Task brief
Every entry needs to be written out again exactly, with its pictures removed.

Task inputs
-- Opening Marker --

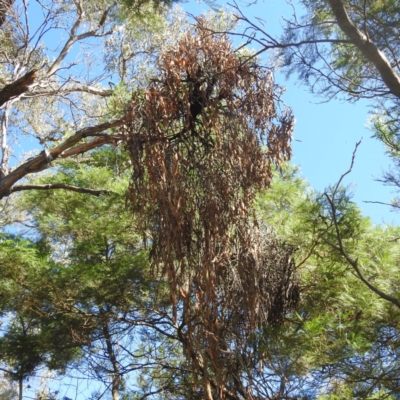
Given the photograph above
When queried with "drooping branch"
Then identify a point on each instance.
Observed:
(44, 159)
(19, 188)
(18, 87)
(340, 245)
(366, 46)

-- Closing Marker --

Result of the task
Given the photograph above
When queried with "drooping branch"
Then identify a point on each instance.
Observed:
(44, 159)
(19, 188)
(18, 87)
(340, 245)
(366, 46)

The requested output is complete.